Coordinate annotation entries

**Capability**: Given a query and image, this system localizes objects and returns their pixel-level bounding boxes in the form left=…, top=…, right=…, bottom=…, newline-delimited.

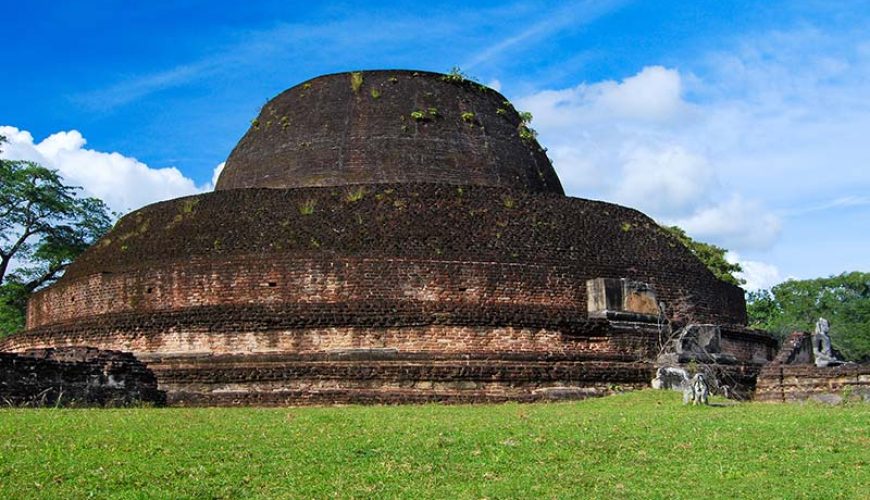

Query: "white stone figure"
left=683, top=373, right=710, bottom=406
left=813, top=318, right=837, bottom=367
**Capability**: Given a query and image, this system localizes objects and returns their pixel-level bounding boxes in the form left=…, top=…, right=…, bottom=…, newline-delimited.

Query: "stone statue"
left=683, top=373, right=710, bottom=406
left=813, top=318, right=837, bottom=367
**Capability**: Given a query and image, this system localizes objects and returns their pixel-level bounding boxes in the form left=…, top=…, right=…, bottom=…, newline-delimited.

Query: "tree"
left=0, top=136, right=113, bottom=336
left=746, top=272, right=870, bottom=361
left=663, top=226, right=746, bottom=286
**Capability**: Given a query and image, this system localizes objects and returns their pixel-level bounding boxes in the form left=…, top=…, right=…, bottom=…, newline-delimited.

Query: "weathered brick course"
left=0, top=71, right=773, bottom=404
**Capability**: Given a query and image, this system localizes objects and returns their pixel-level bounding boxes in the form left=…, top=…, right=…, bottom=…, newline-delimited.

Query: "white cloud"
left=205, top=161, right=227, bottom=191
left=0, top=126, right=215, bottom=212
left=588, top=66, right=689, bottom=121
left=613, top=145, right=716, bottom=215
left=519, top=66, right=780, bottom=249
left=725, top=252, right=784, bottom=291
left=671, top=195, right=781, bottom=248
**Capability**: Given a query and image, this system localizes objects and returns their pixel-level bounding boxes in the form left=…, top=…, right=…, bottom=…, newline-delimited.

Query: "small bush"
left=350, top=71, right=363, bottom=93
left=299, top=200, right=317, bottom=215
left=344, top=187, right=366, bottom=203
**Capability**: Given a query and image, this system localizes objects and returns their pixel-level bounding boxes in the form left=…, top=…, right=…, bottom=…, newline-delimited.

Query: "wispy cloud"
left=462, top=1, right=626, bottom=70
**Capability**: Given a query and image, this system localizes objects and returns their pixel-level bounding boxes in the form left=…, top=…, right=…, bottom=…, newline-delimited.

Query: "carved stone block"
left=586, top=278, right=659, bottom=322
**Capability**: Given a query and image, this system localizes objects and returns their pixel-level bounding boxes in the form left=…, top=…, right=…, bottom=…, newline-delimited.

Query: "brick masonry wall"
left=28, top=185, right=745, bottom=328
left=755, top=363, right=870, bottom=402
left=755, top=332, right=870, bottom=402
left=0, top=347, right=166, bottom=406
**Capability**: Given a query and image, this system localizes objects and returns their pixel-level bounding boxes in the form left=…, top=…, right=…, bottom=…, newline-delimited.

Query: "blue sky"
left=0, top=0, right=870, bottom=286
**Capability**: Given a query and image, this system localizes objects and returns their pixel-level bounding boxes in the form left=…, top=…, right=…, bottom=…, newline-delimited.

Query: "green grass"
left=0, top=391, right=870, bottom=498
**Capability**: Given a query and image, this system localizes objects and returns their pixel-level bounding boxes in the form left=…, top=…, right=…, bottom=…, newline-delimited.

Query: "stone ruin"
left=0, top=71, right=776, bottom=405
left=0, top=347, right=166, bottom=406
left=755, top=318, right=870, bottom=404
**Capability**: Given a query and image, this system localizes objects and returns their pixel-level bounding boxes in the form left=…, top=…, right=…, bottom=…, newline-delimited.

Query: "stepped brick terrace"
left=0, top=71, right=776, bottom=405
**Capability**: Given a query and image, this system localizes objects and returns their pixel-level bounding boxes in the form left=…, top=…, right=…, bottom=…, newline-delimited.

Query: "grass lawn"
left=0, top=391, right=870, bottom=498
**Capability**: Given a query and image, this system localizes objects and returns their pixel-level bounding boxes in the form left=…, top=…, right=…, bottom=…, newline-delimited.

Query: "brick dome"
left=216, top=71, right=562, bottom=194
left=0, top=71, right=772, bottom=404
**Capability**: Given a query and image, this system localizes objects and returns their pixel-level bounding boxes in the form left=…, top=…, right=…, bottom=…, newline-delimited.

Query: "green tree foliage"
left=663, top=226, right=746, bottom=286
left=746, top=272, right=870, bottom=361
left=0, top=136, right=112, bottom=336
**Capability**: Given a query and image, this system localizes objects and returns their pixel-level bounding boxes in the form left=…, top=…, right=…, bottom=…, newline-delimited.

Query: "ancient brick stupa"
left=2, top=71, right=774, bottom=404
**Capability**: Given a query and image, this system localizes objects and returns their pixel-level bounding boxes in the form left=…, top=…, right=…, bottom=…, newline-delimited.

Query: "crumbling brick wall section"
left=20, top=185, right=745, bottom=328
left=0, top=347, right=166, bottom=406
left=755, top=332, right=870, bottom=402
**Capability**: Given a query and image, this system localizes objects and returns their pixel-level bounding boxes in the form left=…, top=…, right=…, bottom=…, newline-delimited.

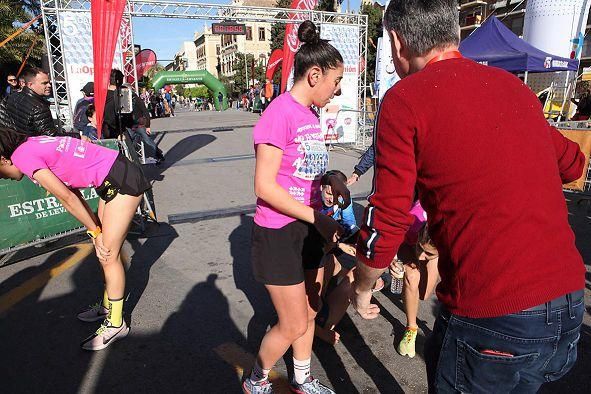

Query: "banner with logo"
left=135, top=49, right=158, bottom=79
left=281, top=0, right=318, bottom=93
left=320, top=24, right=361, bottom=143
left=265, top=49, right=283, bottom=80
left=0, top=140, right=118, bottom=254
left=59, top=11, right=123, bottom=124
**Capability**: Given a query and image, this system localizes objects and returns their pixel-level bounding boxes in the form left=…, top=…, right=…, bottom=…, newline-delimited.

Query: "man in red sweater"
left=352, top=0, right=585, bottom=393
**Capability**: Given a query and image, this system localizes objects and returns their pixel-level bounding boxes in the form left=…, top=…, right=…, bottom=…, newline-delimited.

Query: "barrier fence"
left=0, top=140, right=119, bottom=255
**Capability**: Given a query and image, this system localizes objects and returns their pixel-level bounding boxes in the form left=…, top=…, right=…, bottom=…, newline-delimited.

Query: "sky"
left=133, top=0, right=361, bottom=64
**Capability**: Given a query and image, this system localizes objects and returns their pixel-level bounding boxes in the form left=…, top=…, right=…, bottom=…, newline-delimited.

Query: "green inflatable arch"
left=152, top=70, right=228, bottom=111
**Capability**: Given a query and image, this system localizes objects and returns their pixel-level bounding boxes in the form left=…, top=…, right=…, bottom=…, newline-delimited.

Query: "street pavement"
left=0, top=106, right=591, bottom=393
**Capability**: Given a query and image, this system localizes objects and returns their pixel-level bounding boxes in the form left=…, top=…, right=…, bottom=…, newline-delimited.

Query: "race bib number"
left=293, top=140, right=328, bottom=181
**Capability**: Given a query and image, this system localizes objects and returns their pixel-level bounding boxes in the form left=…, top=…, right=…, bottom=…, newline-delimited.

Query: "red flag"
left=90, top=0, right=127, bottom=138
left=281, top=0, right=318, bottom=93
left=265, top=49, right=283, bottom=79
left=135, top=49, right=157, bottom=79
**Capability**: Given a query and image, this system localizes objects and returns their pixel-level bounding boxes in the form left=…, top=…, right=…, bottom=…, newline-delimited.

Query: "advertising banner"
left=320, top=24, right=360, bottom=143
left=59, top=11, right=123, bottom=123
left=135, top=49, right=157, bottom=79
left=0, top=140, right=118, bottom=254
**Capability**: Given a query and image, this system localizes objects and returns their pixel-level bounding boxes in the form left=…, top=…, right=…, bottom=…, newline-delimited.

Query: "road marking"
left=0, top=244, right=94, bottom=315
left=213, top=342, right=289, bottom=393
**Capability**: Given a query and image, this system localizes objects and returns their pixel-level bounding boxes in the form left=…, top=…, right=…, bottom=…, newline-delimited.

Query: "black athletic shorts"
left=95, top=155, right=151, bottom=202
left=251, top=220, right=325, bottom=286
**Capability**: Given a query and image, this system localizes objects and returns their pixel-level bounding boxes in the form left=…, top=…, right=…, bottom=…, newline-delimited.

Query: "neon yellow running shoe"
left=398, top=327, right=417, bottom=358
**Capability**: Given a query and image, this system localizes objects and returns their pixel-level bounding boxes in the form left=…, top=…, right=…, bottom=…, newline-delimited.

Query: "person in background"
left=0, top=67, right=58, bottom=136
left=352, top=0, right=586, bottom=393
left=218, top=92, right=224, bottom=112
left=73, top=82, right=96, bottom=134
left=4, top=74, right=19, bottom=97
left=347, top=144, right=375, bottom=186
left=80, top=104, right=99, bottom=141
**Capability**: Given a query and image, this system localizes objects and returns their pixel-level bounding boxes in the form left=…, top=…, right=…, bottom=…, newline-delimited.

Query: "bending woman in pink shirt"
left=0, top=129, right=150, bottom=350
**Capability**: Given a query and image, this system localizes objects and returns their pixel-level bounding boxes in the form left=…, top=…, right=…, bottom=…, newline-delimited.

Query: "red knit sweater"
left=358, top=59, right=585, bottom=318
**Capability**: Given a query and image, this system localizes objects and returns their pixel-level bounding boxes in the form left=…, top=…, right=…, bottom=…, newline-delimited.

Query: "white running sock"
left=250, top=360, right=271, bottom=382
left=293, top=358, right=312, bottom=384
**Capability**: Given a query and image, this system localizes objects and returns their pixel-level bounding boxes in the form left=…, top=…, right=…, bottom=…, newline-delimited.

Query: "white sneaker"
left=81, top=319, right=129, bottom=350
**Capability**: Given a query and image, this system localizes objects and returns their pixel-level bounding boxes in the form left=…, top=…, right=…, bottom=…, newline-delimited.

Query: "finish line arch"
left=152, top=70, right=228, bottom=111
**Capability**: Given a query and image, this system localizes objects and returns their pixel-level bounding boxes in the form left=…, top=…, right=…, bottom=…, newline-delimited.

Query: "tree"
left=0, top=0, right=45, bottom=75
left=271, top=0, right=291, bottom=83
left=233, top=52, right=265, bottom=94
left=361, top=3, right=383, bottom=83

* STATED TASK
Which lines above contain the word "banner"? Pick out each of them and copy it in full.

* TASK SOLUTION
Query: "banner with logo"
Query: "advertising banner"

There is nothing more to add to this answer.